◆ **Exercise instructions**
Beginning with the line that holds "is: railing handrail." and ending with the last line, please repeat the entries exactly and omit the pictures.

◆ **Stored items from a collection**
= Beginning of Section =

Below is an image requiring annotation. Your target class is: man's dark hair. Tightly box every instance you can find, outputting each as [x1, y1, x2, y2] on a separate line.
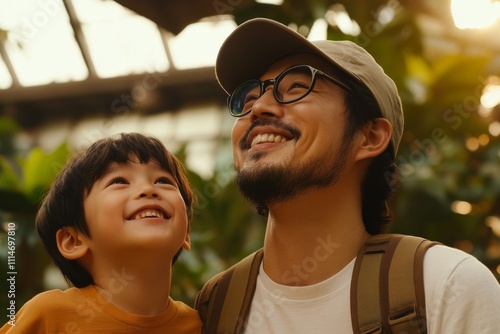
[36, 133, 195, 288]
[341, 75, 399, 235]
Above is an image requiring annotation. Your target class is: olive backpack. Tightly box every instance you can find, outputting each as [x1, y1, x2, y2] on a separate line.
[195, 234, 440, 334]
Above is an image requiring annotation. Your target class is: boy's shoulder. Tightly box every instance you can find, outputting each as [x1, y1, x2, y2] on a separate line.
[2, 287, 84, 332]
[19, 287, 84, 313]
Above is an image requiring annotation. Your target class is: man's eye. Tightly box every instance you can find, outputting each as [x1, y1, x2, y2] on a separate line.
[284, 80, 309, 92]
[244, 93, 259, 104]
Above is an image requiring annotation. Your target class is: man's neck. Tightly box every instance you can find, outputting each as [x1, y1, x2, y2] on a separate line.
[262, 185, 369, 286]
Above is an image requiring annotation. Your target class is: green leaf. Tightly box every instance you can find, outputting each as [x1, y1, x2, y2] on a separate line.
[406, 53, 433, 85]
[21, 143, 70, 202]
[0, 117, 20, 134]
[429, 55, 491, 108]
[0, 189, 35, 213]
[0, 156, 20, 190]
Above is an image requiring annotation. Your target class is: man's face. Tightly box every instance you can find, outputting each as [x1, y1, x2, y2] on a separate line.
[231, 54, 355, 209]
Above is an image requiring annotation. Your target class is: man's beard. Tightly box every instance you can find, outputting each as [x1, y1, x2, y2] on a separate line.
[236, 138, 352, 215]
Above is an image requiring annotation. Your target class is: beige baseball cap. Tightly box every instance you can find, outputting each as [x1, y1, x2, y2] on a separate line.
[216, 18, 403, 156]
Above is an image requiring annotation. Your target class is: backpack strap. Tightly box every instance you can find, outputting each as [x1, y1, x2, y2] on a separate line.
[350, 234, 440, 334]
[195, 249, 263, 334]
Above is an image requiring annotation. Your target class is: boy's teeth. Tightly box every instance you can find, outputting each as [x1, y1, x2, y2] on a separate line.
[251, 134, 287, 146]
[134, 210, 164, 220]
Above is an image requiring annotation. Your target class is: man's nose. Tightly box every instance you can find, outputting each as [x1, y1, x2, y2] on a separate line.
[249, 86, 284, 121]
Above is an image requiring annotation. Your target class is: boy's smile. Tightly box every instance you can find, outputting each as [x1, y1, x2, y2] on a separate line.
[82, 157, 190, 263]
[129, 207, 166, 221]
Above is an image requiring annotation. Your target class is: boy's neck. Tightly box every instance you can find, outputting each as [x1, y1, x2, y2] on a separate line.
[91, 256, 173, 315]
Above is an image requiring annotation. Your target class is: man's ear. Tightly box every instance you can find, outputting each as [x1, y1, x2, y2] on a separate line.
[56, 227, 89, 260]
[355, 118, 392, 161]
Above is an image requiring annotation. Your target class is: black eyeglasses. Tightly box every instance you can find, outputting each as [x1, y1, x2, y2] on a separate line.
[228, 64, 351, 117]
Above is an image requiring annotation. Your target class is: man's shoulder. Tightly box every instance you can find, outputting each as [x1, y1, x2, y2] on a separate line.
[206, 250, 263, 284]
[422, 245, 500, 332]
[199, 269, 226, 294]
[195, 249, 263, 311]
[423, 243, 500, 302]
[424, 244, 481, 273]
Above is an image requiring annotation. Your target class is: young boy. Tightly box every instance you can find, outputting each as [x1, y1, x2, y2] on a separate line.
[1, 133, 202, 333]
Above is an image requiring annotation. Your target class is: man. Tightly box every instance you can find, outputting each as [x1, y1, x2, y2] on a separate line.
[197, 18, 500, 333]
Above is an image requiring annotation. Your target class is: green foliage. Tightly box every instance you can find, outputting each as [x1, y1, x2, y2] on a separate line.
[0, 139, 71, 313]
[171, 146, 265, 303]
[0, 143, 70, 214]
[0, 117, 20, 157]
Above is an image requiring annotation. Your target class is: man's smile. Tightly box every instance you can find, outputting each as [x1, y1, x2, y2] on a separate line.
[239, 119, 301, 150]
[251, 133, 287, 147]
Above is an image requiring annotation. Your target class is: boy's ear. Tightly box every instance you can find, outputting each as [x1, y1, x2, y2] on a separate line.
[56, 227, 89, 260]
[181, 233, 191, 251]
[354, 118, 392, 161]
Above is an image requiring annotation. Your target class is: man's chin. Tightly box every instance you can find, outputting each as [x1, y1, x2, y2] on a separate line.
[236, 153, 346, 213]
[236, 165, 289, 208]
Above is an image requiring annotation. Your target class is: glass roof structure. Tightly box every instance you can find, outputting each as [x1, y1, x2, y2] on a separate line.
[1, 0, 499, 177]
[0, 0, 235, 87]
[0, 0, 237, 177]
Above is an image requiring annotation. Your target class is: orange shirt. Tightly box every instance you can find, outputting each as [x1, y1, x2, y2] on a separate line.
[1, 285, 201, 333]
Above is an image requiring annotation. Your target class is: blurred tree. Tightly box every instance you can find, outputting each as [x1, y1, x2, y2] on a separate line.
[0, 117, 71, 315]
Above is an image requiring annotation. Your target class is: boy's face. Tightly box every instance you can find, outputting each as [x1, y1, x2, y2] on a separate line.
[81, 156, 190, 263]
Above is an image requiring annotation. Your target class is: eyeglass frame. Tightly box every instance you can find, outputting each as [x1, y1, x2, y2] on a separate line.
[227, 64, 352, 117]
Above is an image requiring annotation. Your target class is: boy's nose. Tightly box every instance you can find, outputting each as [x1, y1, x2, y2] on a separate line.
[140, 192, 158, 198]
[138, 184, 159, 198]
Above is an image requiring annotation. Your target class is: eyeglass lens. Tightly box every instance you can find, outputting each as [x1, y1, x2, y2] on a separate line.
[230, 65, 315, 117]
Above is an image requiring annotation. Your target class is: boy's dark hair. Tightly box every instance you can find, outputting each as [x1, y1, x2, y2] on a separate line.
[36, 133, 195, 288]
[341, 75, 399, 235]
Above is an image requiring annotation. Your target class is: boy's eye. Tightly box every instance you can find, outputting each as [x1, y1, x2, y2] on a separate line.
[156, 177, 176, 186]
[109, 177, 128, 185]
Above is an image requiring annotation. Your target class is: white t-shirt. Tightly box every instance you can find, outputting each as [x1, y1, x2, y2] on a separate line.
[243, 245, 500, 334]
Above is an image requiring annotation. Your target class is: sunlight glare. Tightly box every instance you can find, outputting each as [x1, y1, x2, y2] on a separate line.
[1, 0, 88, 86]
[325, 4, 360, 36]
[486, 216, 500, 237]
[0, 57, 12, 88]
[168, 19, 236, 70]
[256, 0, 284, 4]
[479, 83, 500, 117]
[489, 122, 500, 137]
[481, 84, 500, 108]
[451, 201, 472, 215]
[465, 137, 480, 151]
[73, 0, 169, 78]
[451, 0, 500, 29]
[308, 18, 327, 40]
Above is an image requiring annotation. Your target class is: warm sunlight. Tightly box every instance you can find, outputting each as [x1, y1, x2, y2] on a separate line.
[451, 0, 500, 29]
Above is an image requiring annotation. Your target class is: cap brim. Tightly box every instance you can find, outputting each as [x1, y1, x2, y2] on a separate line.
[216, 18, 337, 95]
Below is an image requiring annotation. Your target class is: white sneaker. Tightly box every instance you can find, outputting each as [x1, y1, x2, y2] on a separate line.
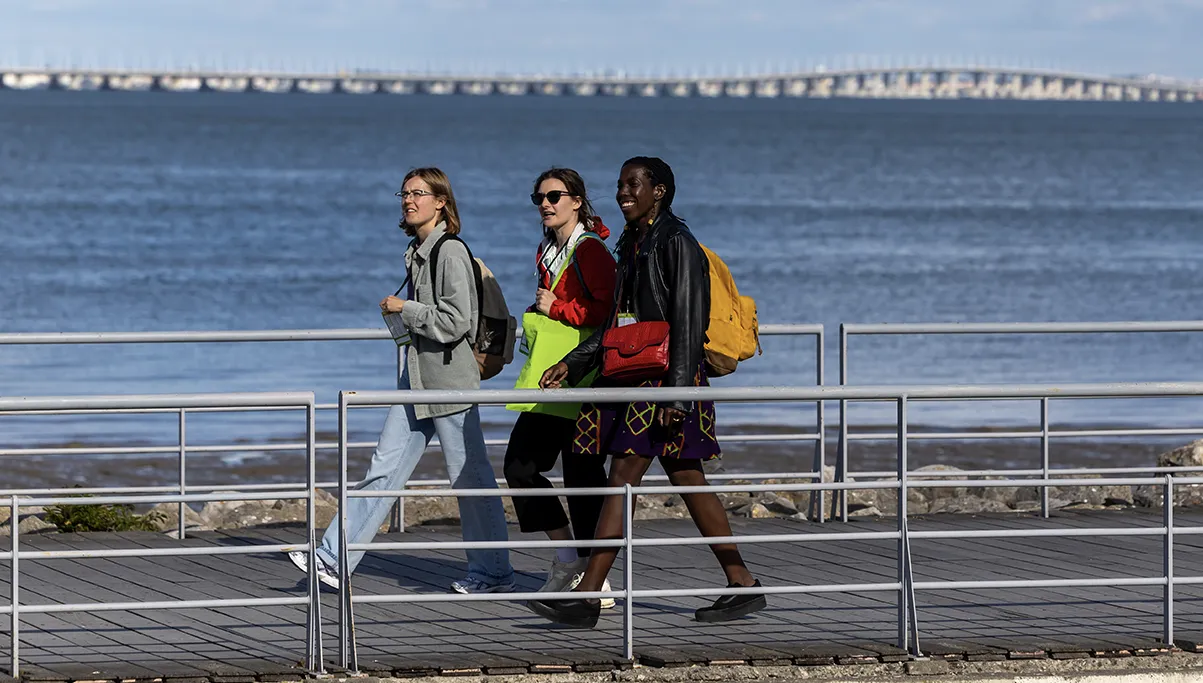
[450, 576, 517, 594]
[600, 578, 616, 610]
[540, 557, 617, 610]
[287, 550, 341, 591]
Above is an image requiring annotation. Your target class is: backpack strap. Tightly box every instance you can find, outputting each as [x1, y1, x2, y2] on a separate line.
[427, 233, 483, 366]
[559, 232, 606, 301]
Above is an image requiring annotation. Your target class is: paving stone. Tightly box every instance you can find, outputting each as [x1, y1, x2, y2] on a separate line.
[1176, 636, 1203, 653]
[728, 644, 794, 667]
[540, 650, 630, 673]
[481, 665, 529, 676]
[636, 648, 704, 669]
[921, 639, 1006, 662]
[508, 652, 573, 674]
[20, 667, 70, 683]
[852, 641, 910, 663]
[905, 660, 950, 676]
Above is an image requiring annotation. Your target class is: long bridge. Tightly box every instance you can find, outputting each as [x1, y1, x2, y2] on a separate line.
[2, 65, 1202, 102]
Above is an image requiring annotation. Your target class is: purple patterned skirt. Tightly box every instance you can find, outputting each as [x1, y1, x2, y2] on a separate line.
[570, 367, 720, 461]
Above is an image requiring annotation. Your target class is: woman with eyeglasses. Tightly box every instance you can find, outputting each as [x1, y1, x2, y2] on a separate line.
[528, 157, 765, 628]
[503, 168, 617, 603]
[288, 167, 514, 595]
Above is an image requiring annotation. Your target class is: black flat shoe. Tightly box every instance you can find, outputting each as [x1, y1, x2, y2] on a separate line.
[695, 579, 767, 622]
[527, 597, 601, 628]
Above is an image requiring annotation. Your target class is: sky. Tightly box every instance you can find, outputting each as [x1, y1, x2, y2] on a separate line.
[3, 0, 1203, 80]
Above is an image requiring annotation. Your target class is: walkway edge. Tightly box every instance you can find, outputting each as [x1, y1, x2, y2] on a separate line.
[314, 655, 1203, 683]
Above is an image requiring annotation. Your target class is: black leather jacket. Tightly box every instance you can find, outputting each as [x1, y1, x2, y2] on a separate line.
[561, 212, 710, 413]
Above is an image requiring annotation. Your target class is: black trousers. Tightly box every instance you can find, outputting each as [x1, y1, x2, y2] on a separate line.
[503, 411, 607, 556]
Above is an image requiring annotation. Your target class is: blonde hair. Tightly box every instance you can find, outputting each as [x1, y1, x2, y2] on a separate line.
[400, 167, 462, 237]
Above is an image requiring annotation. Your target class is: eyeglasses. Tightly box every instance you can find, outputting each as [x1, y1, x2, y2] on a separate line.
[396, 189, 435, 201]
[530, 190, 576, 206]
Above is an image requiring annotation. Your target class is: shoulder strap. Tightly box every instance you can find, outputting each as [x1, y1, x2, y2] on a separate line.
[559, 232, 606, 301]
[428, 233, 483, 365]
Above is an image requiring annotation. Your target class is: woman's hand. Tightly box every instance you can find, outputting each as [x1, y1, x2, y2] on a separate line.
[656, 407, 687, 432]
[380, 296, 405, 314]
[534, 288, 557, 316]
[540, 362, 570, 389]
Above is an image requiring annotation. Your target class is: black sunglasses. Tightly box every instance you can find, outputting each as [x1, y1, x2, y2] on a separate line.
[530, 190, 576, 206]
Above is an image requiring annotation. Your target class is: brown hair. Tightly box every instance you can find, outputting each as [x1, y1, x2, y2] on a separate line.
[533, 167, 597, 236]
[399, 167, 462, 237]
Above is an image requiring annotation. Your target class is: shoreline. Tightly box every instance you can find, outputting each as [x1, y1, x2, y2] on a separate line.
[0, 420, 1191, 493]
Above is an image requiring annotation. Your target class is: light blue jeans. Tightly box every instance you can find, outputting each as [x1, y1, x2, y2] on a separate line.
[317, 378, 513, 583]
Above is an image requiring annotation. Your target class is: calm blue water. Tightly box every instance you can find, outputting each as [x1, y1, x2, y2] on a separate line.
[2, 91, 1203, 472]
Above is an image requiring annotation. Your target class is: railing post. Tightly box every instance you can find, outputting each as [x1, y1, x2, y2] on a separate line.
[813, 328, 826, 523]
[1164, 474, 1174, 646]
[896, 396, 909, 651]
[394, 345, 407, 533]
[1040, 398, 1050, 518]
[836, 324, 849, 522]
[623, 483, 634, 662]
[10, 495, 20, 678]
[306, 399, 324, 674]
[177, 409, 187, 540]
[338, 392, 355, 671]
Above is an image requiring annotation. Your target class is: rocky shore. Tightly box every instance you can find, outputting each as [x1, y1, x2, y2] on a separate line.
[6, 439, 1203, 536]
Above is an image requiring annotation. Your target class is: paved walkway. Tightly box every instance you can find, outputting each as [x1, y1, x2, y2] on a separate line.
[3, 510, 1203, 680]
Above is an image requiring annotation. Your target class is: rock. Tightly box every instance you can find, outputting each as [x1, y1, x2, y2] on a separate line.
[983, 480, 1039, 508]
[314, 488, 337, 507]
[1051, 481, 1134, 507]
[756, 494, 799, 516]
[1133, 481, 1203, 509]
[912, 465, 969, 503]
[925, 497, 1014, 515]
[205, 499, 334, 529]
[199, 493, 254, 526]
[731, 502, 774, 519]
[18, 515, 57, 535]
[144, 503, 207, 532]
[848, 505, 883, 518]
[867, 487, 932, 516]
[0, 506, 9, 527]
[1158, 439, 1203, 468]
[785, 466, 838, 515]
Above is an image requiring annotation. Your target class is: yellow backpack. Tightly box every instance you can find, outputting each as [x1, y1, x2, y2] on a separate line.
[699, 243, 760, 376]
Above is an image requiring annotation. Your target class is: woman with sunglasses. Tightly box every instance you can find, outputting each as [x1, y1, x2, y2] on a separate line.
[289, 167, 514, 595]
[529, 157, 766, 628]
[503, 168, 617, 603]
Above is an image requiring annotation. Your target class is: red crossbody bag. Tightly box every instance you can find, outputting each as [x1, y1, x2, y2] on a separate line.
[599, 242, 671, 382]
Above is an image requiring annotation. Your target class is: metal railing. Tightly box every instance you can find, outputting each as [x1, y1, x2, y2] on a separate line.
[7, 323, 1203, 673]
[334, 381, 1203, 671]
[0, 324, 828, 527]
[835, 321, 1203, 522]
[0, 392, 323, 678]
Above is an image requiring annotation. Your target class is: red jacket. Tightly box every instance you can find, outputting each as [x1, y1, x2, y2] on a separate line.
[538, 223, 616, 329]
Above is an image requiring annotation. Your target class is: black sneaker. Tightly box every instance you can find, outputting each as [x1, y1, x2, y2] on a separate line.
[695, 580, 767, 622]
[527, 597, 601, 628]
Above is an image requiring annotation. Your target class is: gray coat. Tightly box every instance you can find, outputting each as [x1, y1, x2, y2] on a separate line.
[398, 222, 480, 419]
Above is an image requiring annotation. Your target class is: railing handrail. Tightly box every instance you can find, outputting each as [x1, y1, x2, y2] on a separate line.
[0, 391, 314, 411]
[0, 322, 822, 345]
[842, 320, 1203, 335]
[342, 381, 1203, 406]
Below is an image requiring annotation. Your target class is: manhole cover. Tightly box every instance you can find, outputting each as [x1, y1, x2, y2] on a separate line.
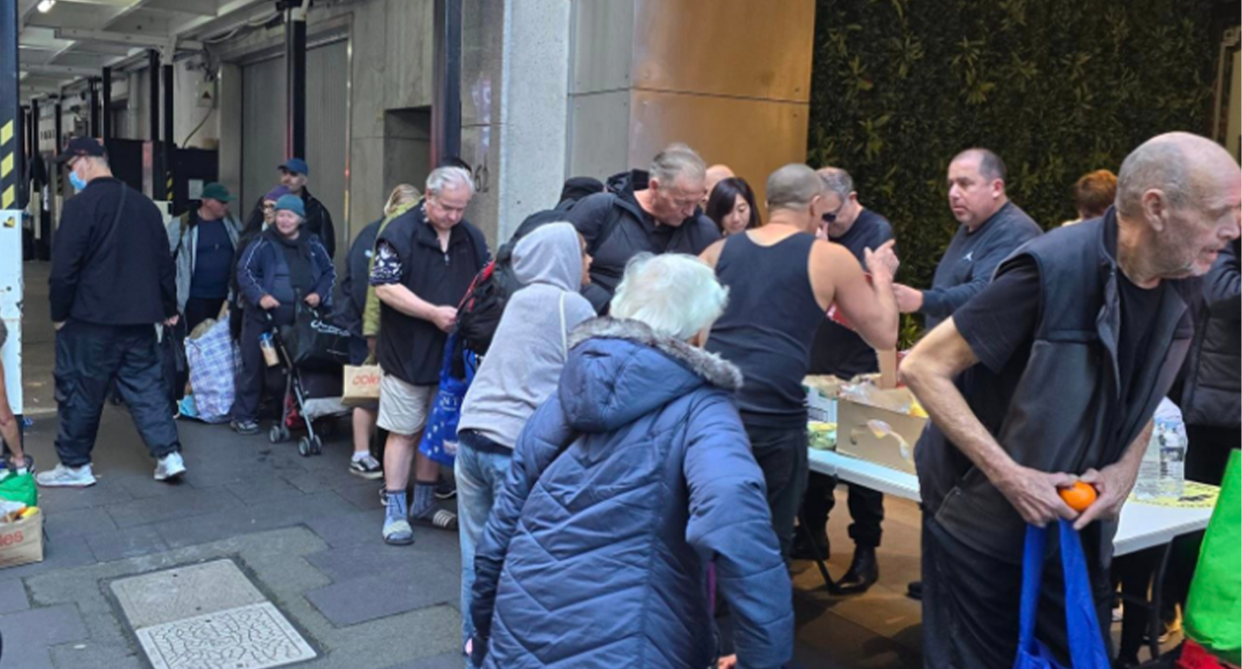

= End of Section =

◆ **Task solution**
Above is an image requiring annotation. Your target class is: railing handrail. Tightly box every instance you can find, outputting each as [x1, y1, x2, y2] on a separate line.
[0, 391, 314, 411]
[0, 322, 822, 345]
[842, 320, 1203, 335]
[342, 381, 1203, 406]
Below is an image requiring annotation. Your target class is: manhole cover. Tightly box every instance you can find, outputting each as [x1, y1, x2, y2] on a separate line.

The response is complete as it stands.